** MATERIAL PROVIDED **
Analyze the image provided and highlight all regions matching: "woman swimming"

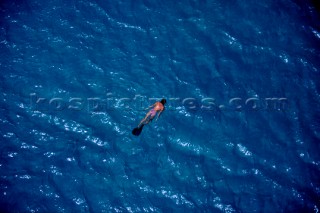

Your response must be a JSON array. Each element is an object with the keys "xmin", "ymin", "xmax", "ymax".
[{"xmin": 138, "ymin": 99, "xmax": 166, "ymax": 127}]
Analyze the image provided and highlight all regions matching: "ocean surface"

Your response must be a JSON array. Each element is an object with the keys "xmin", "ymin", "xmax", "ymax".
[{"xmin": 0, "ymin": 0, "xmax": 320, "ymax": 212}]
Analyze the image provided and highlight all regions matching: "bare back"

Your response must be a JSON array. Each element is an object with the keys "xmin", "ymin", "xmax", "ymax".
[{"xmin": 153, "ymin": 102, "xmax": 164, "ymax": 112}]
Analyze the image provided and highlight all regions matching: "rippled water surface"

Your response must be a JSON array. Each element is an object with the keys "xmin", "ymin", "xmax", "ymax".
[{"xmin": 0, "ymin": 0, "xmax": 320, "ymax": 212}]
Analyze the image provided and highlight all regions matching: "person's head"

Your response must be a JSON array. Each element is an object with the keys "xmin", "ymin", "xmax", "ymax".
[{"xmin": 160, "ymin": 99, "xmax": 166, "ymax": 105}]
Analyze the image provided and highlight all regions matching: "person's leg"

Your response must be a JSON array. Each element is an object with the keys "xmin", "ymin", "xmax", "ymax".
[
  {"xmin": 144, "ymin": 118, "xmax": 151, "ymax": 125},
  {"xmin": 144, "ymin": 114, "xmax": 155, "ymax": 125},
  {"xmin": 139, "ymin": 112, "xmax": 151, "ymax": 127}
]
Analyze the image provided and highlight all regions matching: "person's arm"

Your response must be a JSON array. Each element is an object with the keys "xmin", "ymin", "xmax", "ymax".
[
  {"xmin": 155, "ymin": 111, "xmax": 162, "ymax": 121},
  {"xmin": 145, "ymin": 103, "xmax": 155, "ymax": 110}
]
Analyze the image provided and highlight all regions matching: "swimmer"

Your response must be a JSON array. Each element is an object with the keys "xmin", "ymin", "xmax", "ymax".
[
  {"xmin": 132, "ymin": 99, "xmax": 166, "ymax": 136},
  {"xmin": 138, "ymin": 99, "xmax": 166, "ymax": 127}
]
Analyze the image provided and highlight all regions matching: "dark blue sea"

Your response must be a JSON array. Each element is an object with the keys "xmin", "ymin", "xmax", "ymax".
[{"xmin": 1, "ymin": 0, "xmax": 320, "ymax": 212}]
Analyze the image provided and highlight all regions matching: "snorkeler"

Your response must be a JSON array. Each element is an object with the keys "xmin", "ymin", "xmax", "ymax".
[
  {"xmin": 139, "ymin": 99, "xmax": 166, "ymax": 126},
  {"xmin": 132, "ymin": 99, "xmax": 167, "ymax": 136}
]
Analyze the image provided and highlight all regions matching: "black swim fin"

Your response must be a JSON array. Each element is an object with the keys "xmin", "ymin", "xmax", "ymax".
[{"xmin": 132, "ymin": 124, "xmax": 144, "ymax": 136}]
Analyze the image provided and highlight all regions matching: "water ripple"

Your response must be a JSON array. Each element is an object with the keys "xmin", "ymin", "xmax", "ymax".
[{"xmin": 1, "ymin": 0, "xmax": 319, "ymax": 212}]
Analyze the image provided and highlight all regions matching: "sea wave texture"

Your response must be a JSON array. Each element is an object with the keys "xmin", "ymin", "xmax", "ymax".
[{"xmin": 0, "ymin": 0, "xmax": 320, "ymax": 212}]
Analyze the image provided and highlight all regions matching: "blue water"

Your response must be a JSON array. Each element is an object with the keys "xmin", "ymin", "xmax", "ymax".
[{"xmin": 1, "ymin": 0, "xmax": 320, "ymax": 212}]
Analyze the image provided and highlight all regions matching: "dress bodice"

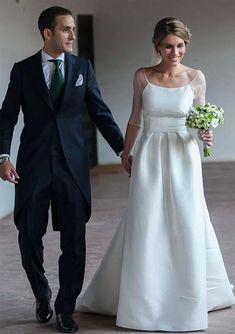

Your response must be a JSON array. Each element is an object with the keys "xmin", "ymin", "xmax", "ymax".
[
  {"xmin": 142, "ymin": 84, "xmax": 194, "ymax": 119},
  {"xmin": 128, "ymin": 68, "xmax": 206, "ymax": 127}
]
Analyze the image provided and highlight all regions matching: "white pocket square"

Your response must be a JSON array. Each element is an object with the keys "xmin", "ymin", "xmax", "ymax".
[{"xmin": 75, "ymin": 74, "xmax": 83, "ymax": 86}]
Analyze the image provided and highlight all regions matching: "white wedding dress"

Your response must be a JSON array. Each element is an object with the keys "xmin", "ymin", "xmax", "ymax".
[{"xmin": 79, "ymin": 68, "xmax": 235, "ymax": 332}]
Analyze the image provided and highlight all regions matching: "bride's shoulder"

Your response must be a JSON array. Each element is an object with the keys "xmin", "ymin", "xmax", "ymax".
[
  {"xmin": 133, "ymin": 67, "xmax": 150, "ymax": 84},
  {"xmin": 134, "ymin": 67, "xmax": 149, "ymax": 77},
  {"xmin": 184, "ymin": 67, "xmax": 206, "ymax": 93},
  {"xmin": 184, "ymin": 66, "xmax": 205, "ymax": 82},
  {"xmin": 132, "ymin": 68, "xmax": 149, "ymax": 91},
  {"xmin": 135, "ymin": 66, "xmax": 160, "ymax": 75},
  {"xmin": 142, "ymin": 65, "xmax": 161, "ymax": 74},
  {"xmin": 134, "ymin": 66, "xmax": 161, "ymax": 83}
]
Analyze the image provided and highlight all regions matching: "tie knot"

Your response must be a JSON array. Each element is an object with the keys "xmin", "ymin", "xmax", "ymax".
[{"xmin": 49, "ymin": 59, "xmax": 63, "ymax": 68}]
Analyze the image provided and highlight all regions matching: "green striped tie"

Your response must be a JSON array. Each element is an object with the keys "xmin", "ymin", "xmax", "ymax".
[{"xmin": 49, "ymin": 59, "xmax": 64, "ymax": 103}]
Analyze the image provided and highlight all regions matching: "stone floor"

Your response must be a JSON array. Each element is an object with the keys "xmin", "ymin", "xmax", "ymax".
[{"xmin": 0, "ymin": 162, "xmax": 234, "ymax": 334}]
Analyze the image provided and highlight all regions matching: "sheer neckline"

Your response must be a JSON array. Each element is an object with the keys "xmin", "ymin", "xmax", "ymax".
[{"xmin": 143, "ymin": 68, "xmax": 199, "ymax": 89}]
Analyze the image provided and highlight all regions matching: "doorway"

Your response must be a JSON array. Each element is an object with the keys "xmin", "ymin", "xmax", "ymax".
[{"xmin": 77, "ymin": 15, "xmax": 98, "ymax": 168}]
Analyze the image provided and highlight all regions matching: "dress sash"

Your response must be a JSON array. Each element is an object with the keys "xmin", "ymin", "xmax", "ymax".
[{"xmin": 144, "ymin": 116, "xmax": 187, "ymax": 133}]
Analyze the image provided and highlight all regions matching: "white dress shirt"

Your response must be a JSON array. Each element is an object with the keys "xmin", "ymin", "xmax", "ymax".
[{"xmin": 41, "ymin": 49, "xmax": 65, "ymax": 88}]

** WHAT YOU ARE ASKED TO DO **
I'd like the data above duplicated exactly, with no pictures included.

** RESPONSE AREA **
Analyze the image provided and highlight all regions matching: "woman swimming"


Your response must be a JSON array. Each element is an object with the keys "xmin", "ymin", "xmax", "ymax".
[{"xmin": 138, "ymin": 99, "xmax": 166, "ymax": 127}]
Analyze the image provided and highlight all regions matching: "ocean surface"

Your response must be a JSON array. Each element is an object with the keys "xmin", "ymin", "xmax", "ymax".
[{"xmin": 0, "ymin": 0, "xmax": 320, "ymax": 212}]
Analyze the image provided and highlight all regions matching: "bare back"

Your response must be a JSON array. Each element is an object with the keys "xmin", "ymin", "xmax", "ymax".
[{"xmin": 153, "ymin": 102, "xmax": 164, "ymax": 112}]
Analyze the image provided and highlight all regions matching: "rippled water surface"

Your response must be a JSON array. Each element is an object with the keys "xmin", "ymin", "xmax", "ymax".
[{"xmin": 0, "ymin": 0, "xmax": 320, "ymax": 212}]
Analyze the image provided and highlight all regions matching: "person's head"

Your response must be a JSON array. Each element is an object with the keys "xmin", "ymin", "xmax", "ymax".
[{"xmin": 160, "ymin": 99, "xmax": 166, "ymax": 105}]
Analyze the image provided and highlight all regions matching: "person's leg"

Your response must be a JSON array. Each element is an object with the keys "xmin", "ymin", "xmax", "ymax".
[
  {"xmin": 144, "ymin": 118, "xmax": 151, "ymax": 125},
  {"xmin": 144, "ymin": 114, "xmax": 155, "ymax": 125},
  {"xmin": 139, "ymin": 112, "xmax": 151, "ymax": 127}
]
Analyze the image provided and highlight all regions matching: "person's arm"

Your response must be a JSON array. Each element is an object with the keys "xmin", "ymin", "xmax", "ymax".
[
  {"xmin": 155, "ymin": 111, "xmax": 162, "ymax": 121},
  {"xmin": 145, "ymin": 103, "xmax": 155, "ymax": 110}
]
Analyze the image provided and highlight all regions matching: "swimmer"

Your response must be a JSON array. Each element is an object with the keys "xmin", "ymin", "xmax", "ymax".
[
  {"xmin": 132, "ymin": 99, "xmax": 166, "ymax": 136},
  {"xmin": 138, "ymin": 99, "xmax": 166, "ymax": 127}
]
Analyze the image provided and highlight all regions matching: "dark blue sea"

Your response must be a JSON array. Each element is an object with the keys "xmin", "ymin", "xmax", "ymax".
[{"xmin": 1, "ymin": 0, "xmax": 320, "ymax": 212}]
Analyze the image provided and highlight all regions matching: "snorkeler"

Your response must be a JSON array. Each element is an object with the keys "xmin", "ymin", "xmax", "ymax".
[
  {"xmin": 139, "ymin": 99, "xmax": 166, "ymax": 126},
  {"xmin": 132, "ymin": 99, "xmax": 167, "ymax": 136}
]
Analyze the image provided and highlight all regions matching: "black swim fin"

Your response must be a JSON array. Each element is an object with the keys "xmin", "ymin", "xmax", "ymax".
[{"xmin": 132, "ymin": 124, "xmax": 144, "ymax": 136}]
Analyze the image provided and highlight all regions matching: "water ripple"

Your response must be a JSON array. Each element is an object with the keys "xmin", "ymin", "xmax", "ymax".
[{"xmin": 1, "ymin": 0, "xmax": 319, "ymax": 212}]
Analyze the image provided and highlight all regions matching: "sea wave texture"

Your response must be a JSON array. Each element is an object with the keys "xmin", "ymin", "xmax", "ymax".
[{"xmin": 0, "ymin": 0, "xmax": 320, "ymax": 212}]
Analyze the image provided and highlight all regions matching: "blue water"

Your response must be a JSON array. Each element is an object with the keys "xmin", "ymin", "xmax", "ymax".
[{"xmin": 1, "ymin": 0, "xmax": 320, "ymax": 212}]
Analyze the image provided and highlight all regions matching: "dress bodice"


Your response must be a JSON array. Each element is an object with the keys "xmin", "ymin", "xmax", "ymax".
[
  {"xmin": 142, "ymin": 84, "xmax": 194, "ymax": 119},
  {"xmin": 128, "ymin": 68, "xmax": 206, "ymax": 127}
]
Analyze the image provided and highlight all regions matching: "white pocket square"

Your response must be a JSON array. Each element is an object with the keys "xmin", "ymin", "xmax", "ymax".
[{"xmin": 75, "ymin": 74, "xmax": 83, "ymax": 86}]
Analyze the image provided and highlight all regions matching: "white wedding dress"

Your response must be a JSON array. Each element is an object with the keys "xmin", "ymin", "xmax", "ymax".
[{"xmin": 79, "ymin": 68, "xmax": 235, "ymax": 332}]
Analyze the image provided and highlight all regions matching: "bride's shoulder"

Your response must be a JSON array. Each element is an object with the keys "xmin", "ymin", "xmax", "ymax".
[
  {"xmin": 133, "ymin": 67, "xmax": 150, "ymax": 84},
  {"xmin": 134, "ymin": 67, "xmax": 149, "ymax": 77},
  {"xmin": 184, "ymin": 67, "xmax": 206, "ymax": 93},
  {"xmin": 184, "ymin": 66, "xmax": 205, "ymax": 82},
  {"xmin": 132, "ymin": 68, "xmax": 149, "ymax": 91},
  {"xmin": 135, "ymin": 66, "xmax": 160, "ymax": 75},
  {"xmin": 142, "ymin": 65, "xmax": 161, "ymax": 74},
  {"xmin": 134, "ymin": 66, "xmax": 161, "ymax": 83}
]
Analyze the image provided and highlight all regions matching: "tie knot"

Your response must be a JSON array. Each element is an object with the keys "xmin", "ymin", "xmax", "ymax".
[{"xmin": 49, "ymin": 59, "xmax": 63, "ymax": 68}]
Analyze the image provided and highlight all regions matching: "green striped tie"

Your response must be a JSON array. Each element is an object with the keys "xmin", "ymin", "xmax", "ymax".
[{"xmin": 49, "ymin": 59, "xmax": 64, "ymax": 103}]
Analyze the image provided and highlight all regions matching: "stone floor"

Your response must be a JSON array. Each element is an object with the keys "xmin", "ymin", "xmax", "ymax".
[{"xmin": 0, "ymin": 162, "xmax": 234, "ymax": 334}]
Analyze the image provided and highlight all regions matching: "sheer neckline"

Your response must be a JSON array. Each element is an object with the keys "xmin", "ymin", "xmax", "ymax".
[{"xmin": 143, "ymin": 68, "xmax": 199, "ymax": 89}]
Analyze the image provided and highlight all regions matching: "doorway"

Your response must be a JSON array. Each element is an object with the keys "xmin", "ymin", "xmax", "ymax".
[{"xmin": 77, "ymin": 15, "xmax": 98, "ymax": 168}]
Analyze the image provided and highlight all regions matching: "dress sash"

Your response must be a JSON array. Each element is an object with the keys "xmin", "ymin", "xmax", "ymax".
[{"xmin": 144, "ymin": 116, "xmax": 187, "ymax": 133}]
Analyze the image provided and highlight all regions matching: "white dress shirt"

Your response must be a JSON array. Each element is an object with the keys "xmin", "ymin", "xmax", "ymax".
[{"xmin": 41, "ymin": 49, "xmax": 65, "ymax": 88}]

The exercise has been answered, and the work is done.